TASKS AND EXERCISES:
• 1. In the liquidation passage, what does the liquidator receive when a deal is made?
• 2. Rewrite the liquidation passage from "But mostly my" up to and including "to get nowhere.", replacing "flea markets" with "yard sales".

++++ SUPPLIED TEXT ++++

You’d be amazed by how much surplus product there is, of all kinds–nothing wrong with it, but for some reason a company got stuck with it and just can’t move it. So there it sits in the warehouse, taking up space and reminding everybody there that business decisions sometimes turn out badly.

Sometimes it’s just poor timing. There is a time for selling Star Wars action figures, and a time to stop buying them because you can’t sell any more. Get the timing wrong, and presto! Four truckloads of Star Wars action figures.

Liquidators seek out this unwanted merchandise and find buyers for it. Okay, the buyer pays just pennies on the dollar; but by then the seller is more than happy just to get rid of it. If a deal is made, the liquidator gets a percentage.

Every now and then, I’d score. The very first day I tried it, I found a stockpile of assorted figurines at a warehouse right in my home town and a buyer just several miles down the road–and a $500 paycheck for me. I had a great time with Star Wars Cookies from Canada and Disney “Bug’s Life” books–made a year’s pay on each of those deals. Not that my year’s pay was all that large.

But mostly my deals were either small or not happening. The silver lining was that everybody always sent me samples, which had many different uses–as Christmas presents, stuff for my own use, items for Patty to sell at flea markets.

I met some good people who taught me a lot about the liquidating business, and about business in general–so I know, by observing the principle in action, “no profit, no business.” Socialists are hopelessly wrong about that. Indeed, unless you can grow your profits beyond a certain percentage–beyond 50%, usually–you’re just treading water. Working your butt off to get nowhere.

++++ EXTRACTED DATA ++++

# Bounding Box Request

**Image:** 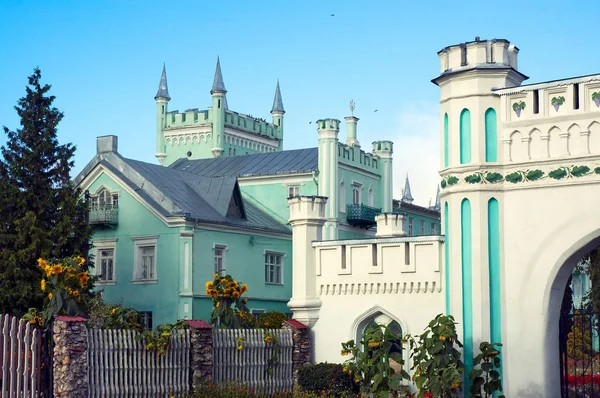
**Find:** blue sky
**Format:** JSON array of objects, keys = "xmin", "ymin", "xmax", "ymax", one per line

[{"xmin": 0, "ymin": 0, "xmax": 600, "ymax": 204}]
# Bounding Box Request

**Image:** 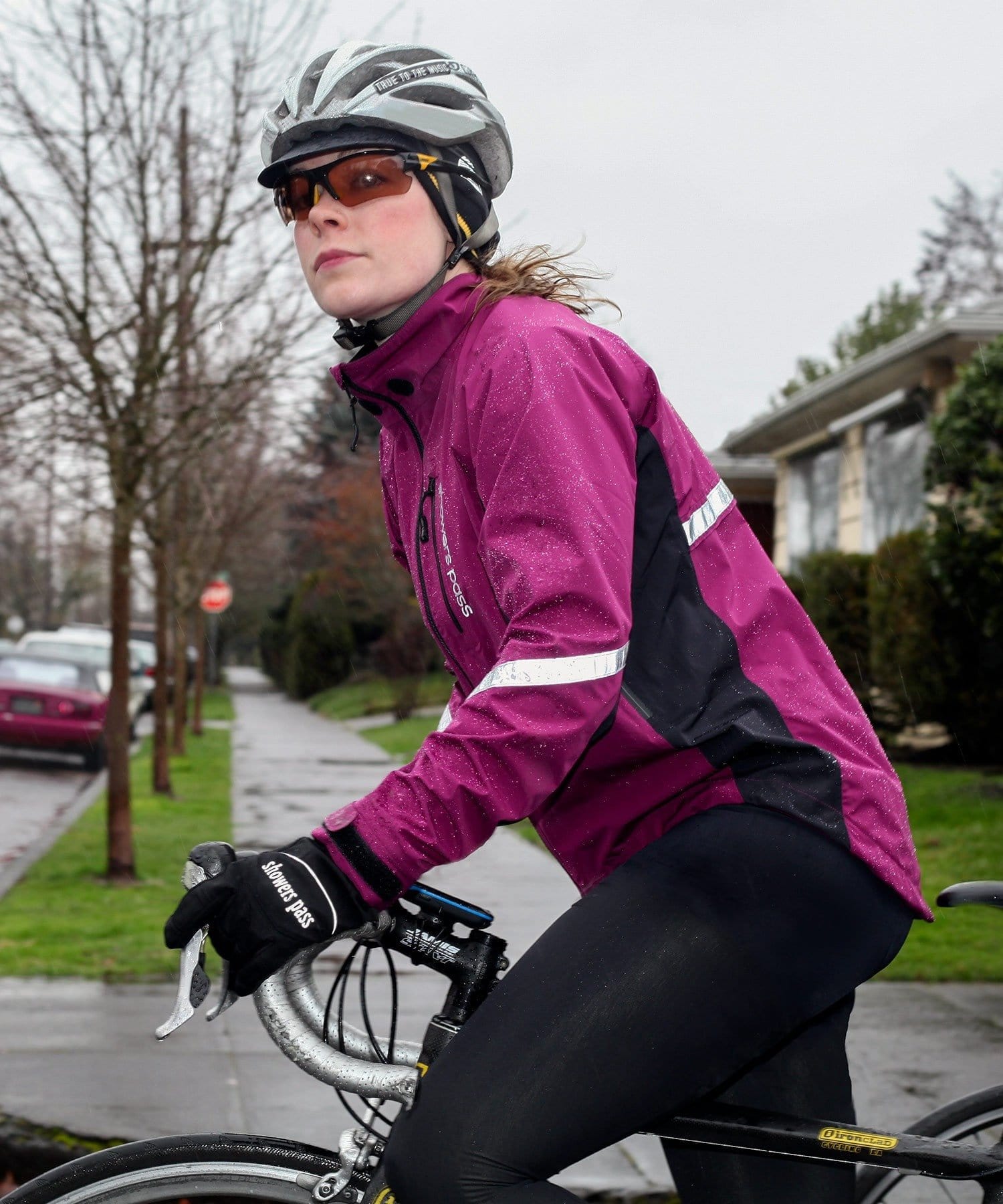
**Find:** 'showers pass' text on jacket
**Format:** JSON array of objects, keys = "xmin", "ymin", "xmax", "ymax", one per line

[{"xmin": 313, "ymin": 274, "xmax": 929, "ymax": 916}]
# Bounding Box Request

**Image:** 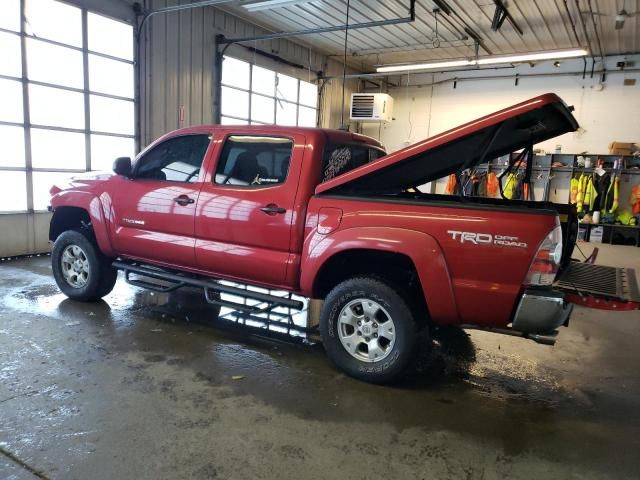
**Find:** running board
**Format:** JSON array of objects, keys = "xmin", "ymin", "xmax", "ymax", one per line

[
  {"xmin": 112, "ymin": 260, "xmax": 304, "ymax": 313},
  {"xmin": 460, "ymin": 324, "xmax": 558, "ymax": 345}
]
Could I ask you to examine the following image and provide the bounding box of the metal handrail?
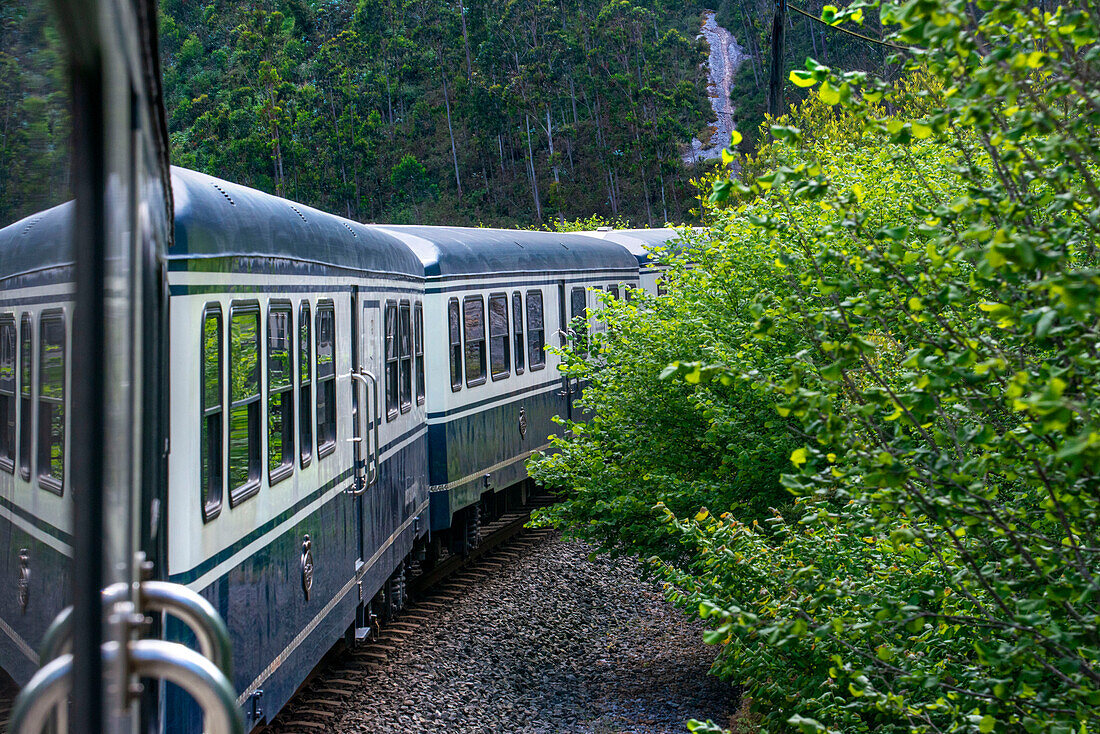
[140,581,233,678]
[128,639,244,734]
[39,581,233,678]
[351,368,382,495]
[9,639,244,734]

++++

RESULTS OF THE EXERCISE:
• 1. A percentage.

• 2.
But mostly my deals were either small or not happening. The silver lining was that everybody always sent me samples, which had many different uses–as Christmas presents, stuff for my own use, items for Patty to sell at yard sales.

I met some good people who taught me a lot about the liquidating business, and about business in general–so I know, by observing the principle in action, “no profit, no business.” Socialists are hopelessly wrong about that. Indeed, unless you can grow your profits beyond a certain percentage–beyond 50%, usually–you’re just treading water. Working your butt off to get nowhere.